> **Exercise requirements**
**A.** Transcribe the Zika testing passage from "Challenges for Diagnostic" up to and including "different bodily fluids.".
**B.** List each type of Zika virus diagnostic test that the Zika testing passage names.
**C.** According to the Zika testing passage, why does a negative molecular test not rule out Zika virus infection?

> **Text**
Start of Block
Molecular and serologic tests have different strengths and limitations, but some of the limitations can be mitigated by using confirmatory testing, as specified in the CDC algorithm. For instance, a negative molecular test does not rule out Zika virus infection because the amount of virus present in the sample could be too small to be detected. The GAO said some scientists expressed concern over the limit of detection for the Zika virus by some authorized molecular diagnostic tests, which could have resulted in molecular testing missing Zika infections. CDC recommends that molecular tests should be followed by a serological test. To ensure against cross- reactions occur in the serologic testing, the CDC recommends a plaque-reduction neutralization testing (PRNT) to measure Zika virus-specific antibodies. The PRNT test is known to be a highly specialized, but lengthy test. The GAO found that the delays between getting initial antibody test results and the PRNT confirmatory results may have led some clinicians and patients to make family planning decisions without confirmation of Zika virus infection.
Challenges for Diagnostic Test Development
In developing new Zika diagnostic tests, manufacturers faced several challenges.
- An initial lack of knowledge regarding the biological aspects of the Zika virus and human immune response posed challenges to test development, including which sample types were appropriate and how long the virus could persist in different bodily fluids.
- Test developers had difficulty in accessing well-characterized clinical samples. Manufacturers reported to the GAO that quantities of available samples were insufficient, as well as costly.
End of Block
> **Material shown**
Start of Block
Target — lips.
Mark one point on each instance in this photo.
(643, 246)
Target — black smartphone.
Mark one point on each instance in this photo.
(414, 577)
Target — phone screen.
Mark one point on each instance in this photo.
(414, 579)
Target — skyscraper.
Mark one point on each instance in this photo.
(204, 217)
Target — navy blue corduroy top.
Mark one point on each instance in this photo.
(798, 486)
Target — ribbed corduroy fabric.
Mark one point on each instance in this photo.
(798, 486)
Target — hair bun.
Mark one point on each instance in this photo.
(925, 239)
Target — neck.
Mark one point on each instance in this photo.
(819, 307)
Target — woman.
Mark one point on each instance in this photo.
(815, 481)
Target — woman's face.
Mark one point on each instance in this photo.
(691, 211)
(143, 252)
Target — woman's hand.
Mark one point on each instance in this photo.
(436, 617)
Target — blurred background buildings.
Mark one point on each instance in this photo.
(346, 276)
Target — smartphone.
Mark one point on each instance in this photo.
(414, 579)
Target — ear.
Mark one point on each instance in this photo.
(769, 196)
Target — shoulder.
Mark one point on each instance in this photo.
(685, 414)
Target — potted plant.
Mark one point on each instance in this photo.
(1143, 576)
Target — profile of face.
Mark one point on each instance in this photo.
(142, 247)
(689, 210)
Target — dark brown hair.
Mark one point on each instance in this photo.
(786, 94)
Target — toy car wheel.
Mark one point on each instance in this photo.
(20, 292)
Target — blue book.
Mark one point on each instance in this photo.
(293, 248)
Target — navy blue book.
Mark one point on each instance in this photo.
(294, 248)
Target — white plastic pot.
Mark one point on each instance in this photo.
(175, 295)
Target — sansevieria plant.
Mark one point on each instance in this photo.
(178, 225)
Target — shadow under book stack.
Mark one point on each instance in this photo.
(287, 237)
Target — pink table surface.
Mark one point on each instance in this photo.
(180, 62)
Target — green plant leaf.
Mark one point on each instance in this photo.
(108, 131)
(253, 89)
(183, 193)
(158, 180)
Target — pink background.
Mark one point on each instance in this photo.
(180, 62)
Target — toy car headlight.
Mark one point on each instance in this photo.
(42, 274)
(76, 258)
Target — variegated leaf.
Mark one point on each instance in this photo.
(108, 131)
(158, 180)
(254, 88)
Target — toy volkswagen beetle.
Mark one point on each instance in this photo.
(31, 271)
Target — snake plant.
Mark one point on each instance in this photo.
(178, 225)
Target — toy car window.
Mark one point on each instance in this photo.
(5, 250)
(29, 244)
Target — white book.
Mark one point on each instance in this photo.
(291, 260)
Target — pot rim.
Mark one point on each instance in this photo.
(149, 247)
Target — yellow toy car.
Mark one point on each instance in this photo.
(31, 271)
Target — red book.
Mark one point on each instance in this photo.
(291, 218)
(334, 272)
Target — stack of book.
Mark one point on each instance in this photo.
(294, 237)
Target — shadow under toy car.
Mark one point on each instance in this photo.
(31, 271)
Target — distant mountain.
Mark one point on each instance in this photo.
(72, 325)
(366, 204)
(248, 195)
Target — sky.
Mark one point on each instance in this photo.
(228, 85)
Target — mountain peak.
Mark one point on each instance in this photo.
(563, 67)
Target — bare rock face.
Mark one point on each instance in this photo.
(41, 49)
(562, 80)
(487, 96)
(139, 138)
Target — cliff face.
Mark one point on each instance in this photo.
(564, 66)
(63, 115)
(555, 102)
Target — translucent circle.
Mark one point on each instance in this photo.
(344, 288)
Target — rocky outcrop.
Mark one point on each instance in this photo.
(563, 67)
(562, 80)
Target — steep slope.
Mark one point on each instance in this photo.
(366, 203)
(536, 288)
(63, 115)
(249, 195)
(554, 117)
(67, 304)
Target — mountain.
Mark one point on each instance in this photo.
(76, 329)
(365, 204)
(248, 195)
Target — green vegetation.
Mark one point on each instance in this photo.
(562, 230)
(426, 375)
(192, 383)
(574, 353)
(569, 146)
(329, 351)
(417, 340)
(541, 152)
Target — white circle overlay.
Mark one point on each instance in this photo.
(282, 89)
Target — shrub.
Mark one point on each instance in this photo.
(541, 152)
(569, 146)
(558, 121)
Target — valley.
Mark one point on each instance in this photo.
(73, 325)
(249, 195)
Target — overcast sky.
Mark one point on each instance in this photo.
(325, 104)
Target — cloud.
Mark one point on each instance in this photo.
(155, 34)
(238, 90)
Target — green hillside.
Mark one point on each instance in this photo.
End of Block
> **Responses for each task**
**A.**
Challenges for Diagnostic Test Development
In developing new Zika diagnostic tests, manufacturers faced several challenges.
- An initial lack of knowledge regarding the biological aspects of the Zika virus and human immune response posed challenges to test development, including which sample types were appropriate and how long the virus could persist in different bodily fluids.

**B.**
- Molecular tests
- Serologic (antibody) tests
- Plaque-reduction neutralization testing (PRNT)

**C.** The sample may contain too little virus to be detected. A molecular test can therefore come back negative even when the person is infected.